━━━━━ DATA FOR REVIEW

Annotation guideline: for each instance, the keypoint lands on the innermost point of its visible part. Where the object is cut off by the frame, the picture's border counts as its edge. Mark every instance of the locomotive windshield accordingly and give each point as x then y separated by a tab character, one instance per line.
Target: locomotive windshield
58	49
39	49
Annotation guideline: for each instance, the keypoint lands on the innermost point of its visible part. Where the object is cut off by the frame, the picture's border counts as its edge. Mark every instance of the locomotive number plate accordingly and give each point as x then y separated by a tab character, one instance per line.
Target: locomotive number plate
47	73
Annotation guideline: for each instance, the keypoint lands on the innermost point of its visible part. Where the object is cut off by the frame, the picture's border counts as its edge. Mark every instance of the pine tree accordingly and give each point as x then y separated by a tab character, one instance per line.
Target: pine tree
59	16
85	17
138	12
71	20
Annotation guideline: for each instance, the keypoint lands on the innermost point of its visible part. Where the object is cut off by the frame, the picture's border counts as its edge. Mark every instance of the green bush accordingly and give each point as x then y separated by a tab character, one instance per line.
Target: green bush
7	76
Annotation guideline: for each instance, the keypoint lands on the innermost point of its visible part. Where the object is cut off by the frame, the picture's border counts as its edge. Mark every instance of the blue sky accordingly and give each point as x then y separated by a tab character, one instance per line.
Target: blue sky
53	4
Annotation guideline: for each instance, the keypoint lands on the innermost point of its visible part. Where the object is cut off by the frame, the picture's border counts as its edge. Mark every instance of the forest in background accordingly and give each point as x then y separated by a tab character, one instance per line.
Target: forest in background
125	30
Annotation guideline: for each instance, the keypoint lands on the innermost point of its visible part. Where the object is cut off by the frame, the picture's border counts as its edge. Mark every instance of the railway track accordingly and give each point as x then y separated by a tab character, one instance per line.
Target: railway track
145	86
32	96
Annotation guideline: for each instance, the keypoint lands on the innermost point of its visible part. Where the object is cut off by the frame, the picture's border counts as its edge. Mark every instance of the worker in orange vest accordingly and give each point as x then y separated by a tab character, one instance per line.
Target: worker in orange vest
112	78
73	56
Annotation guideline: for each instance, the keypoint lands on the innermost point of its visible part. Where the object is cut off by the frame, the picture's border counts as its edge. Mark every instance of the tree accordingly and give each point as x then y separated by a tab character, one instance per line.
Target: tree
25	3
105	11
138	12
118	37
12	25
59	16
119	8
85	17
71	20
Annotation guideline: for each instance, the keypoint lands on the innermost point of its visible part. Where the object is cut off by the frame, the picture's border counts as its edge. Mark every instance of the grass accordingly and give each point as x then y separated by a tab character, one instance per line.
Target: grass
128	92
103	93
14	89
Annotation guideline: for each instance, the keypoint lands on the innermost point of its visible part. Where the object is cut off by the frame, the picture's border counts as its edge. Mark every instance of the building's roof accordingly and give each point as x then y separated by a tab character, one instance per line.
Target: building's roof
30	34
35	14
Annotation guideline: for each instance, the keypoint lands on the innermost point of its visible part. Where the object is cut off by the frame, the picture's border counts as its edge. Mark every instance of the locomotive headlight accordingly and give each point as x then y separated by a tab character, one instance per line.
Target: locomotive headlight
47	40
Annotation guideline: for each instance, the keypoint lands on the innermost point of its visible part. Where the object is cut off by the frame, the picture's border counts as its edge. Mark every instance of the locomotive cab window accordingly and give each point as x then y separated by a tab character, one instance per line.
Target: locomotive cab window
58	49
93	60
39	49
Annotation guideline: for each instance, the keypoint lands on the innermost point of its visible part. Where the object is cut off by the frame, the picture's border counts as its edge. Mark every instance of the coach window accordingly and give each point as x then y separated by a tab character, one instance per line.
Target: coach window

━━━━━━━━━━

_ABOUT THIS TASK_. The entries above must be written out again exactly as they are.

_WRITTEN ANSWER_.
Annotation guideline: for each instance, the keypoint lands on the innermost point of its visible part. Where the object is cut off by the frame, the picture's border counts as its edge. Mark every instance of the locomotive windshield accordingly and give each point as x then y separated by a tab character, one instance per line.
Target: locomotive windshield
58	49
39	49
Annotation guideline: for each instance, the keypoint lands on the innermost point of its visible part. Where the object is cut off by the frame, the picture's border counts as its edge. Mark every instance of the locomotive number plate accordingly and give each point as x then y separated by a tab character, one instance per line.
Target: locomotive number plate
47	73
Annotation guideline: for each instance, the keypoint lands on the innermost point of its visible part. Where the object is cut off by the frame, the picture's border counts as its edge. Mark every instance of the pine tree accordingly and give each point as x then y separated by a tab character, one instance per line.
Target: pine tree
59	16
85	17
138	12
71	20
Annotation guideline: for each instance, the keypoint lands on the innermost point of its visible part. Where the object is cut off by the frame, the picture's border counts as its edge. Mark every instance of the green bush accordingly and give each point as x then y separated by a tab character, one instance per line.
Target: green bush
7	76
Annotation guideline: for each instance, the keypoint lands on the innermost point of its visible part. Where the object is cut off by the frame, the picture's border counts as its edge. Mark every instance of the blue sky accordingly and give each point as x then y separated by a tab character, one instance per line.
Target: blue sky
53	4
Annotation guideline: for each instance, the keypoint lands on the innermost point of its visible part. Where the object is cut off by the frame, the picture's border counts as its edge. Mark every instance of the forest in background accordingly and give each point as x then y separated by a tab character, one instance per line.
Target: forest in background
125	30
Annotation guideline: for each instance, the keypoint lands on the innermost point of its visible part. Where the object is cut off by the frame, the picture's border counts as its edge. Mark every instance of the railway track accordingly and give each point as x then y separated by a tab character, one instance per line.
Target: railway track
145	86
32	96
Annotation guideline: for each instance, the keypoint lands on the innermost point of its visible part. Where the object is cut off by the frame, the picture's border counts as its edge. Mark every instance of the worker in orange vest accordingly and give each point as x then y separated by a tab character, one instance per line.
Target: worker in orange vest
112	78
73	56
Annotation guideline: for each instance, the keypoint lands on the innermost point of its visible part. Where the object is cut off by the frame, the picture's border counts as its edge. Mark every instance of the tree accordingly and give each point as x then y separated by a tab character, one instance per line.
Target: tree
25	3
105	11
138	12
118	37
12	25
59	16
119	8
85	17
71	20
Annotation guideline: for each instance, the keypoint lands on the innermost point of its visible part. Where the object is cut off by the frame, the picture's border counts as its edge. Mark every instance of the grass accordingly and give each point as x then y separated by a tab character, one instance per line.
Target: grass
128	92
103	93
14	89
Annotation guideline: for each instance, the keypoint lands on the innermost point of its visible part. Where the object is cut off by the frame, the picture's border counts as its edge. Mark every instance of the building's roof accordingly and give each point as x then y separated by a tab character, one instance per line.
Target: building's roof
30	34
35	14
Annotation guideline: for each instance, the keypoint lands on the innermost point of its visible part. Where the object is cut off by the frame, the picture's border counts as its edge. Mark every instance of the locomotive headlight accordingly and give each point as x then y separated by a tab character, one instance per line.
Target: locomotive headlight
47	40
Annotation guideline: for each instance, the keypoint lands on the innermost point of its visible part. Where the object is cut off by the frame, the picture's border counts as its edge. Mark every instance of the locomotive cab window accordingly and give each point as x then y separated by a tab character, one instance per line.
Target: locomotive cab window
58	49
93	60
39	49
Annotation guideline: for each instance, the keypoint lands on the innermost point of its visible part. Where the object is cut off by the frame, the picture's border counts as its edge. Mark every instance of the coach window accordingly and give each point as x then y separated by a tab character, one instance per line.
Target: coach window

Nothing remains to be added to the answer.